+++ Dokumen Sumber +++
Jumat, 23 Mei 2008

Ketika Anggota Dewan "Diadili" Para Pelajar...





SUASANA lapangan basket SMAN 1 Margahayu Kab. Bandung mendadak riuh, Rabu (14/5) siang. Meski duduk beralas terpal plastik di bawah tenda parasut besar, sekitar 600 siswa sekolah itu tampak sangat antusias menyampaikan unek-uneknya kepada tiga anggota DPRD Kab. Bandung yang ada di hadapan mereka. Tak hanya mengeluarkan saran, beberapa siswa bahkan memberikan sejumlah solusi yang seharusnya dilakukan wakil rakyat.

"Masyarakat Kab. Bandung sekarang sudah cukup susah, Pak. Gaji dewan kan besar, kenapa tidak dipotong saja gaji Bapak yang besar itu untuk diberikan kepada yang tidak mampu?" saran Sari (16), salah seorang siswi.

"Di daerah saya di Soreang akan dibangun mal. Menurut saya tak usah dibangun, Pak. Mal yang ada di Jln. Kopo juga tidak laku, apalagi di Soreang," kata siswa lainnya.

Pertanyaan serta saran terus dilontarkan siswa-siswi tersebut. Mulai dari masalah tak adanya tempat untuk menyalurkan kreativitas musik di Kab. Bandung hingga permasalahan sampah yang banyak menumpuk.
+++ Entri Data +++
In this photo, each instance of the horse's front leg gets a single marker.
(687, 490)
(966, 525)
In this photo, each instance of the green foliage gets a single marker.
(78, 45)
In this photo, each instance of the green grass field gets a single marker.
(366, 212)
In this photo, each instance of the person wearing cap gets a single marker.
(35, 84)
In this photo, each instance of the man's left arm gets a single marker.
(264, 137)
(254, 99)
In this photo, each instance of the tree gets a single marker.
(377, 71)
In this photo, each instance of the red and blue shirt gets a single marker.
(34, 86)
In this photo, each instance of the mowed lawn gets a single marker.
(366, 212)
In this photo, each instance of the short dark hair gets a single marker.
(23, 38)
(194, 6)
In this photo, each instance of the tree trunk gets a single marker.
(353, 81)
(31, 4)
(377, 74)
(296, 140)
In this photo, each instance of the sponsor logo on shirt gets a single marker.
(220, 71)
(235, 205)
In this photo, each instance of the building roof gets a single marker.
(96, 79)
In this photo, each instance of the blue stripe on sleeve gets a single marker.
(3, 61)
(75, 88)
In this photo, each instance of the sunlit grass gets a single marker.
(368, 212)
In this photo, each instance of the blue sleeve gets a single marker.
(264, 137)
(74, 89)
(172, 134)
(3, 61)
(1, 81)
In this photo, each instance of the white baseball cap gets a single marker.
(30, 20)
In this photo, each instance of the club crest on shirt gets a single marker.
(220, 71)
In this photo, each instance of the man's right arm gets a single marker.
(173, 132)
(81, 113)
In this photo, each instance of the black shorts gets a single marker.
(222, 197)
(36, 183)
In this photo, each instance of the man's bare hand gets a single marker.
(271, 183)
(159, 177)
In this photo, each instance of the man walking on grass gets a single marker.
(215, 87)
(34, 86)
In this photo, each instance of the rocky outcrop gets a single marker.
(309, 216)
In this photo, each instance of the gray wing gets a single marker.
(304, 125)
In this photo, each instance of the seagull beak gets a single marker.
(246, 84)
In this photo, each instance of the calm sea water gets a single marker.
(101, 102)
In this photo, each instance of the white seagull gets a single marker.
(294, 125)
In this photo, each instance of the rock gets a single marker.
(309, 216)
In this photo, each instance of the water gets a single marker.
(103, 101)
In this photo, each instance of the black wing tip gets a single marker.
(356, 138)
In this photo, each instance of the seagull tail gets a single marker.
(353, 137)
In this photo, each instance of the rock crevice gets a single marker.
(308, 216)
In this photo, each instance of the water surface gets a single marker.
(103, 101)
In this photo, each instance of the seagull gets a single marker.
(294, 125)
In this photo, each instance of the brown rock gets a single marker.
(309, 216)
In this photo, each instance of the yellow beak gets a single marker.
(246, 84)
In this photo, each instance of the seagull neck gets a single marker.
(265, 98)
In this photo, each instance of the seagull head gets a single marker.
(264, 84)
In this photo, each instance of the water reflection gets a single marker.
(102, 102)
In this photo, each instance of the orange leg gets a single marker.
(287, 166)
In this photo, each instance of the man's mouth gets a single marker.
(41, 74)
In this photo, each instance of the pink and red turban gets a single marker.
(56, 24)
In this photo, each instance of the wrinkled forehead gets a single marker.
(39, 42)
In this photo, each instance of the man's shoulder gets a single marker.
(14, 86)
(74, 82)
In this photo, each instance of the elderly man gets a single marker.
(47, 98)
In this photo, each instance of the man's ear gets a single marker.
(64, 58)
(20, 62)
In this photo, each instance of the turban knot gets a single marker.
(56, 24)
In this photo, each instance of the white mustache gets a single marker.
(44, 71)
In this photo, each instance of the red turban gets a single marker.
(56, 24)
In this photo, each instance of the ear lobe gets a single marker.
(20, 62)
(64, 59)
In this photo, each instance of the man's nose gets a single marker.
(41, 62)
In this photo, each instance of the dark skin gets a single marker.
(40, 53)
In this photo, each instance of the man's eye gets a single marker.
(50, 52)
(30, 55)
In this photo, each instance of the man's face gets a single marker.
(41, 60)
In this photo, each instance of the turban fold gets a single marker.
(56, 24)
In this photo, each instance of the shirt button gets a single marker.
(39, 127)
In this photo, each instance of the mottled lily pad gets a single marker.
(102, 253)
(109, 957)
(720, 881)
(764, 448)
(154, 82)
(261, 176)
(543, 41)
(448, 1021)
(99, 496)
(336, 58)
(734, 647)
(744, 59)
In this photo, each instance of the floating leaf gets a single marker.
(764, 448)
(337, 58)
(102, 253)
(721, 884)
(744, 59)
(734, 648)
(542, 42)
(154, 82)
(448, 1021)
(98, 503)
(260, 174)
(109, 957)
+++
_Tugas Latihan_
**A)** Jawablah pertanyaan berikut berdasarkan artikel tentang pelajar dan anggota dewan:
(i) Berapa anggota DPRD Kab. Bandung yang hadir di hadapan para siswa?
(ii) Berapa usia Sari?
(iii) Di jalan mana terdapat mal yang disebut tidak laku?
**B)** Cetak bagian artikel tentang pelajar dan anggota dewan yang dimulai pada kata-kata "Ketika Anggota Dewan" dan berakhir setelah "salah seorang siswi.".

_Jawaban Latihan_
**A)**
(i) Tiga anggota.
(ii) 16 tahun.
(iii) Jln. Kopo.

**B)**
Ketika Anggota Dewan "Diadili" Para Pelajar...





SUASANA lapangan basket SMAN 1 Margahayu Kab. Bandung mendadak riuh, Rabu (14/5) siang. Meski duduk beralas terpal plastik di bawah tenda parasut besar, sekitar 600 siswa sekolah itu tampak sangat antusias menyampaikan unek-uneknya kepada tiga anggota DPRD Kab. Bandung yang ada di hadapan mereka. Tak hanya mengeluarkan saran, beberapa siswa bahkan memberikan sejumlah solusi yang seharusnya dilakukan wakil rakyat.

"Masyarakat Kab. Bandung sekarang sudah cukup susah, Pak. Gaji dewan kan besar, kenapa tidak dipotong saja gaji Bapak yang besar itu untuk diberikan kepada yang tidak mampu?" saran Sari (16), salah seorang siswi.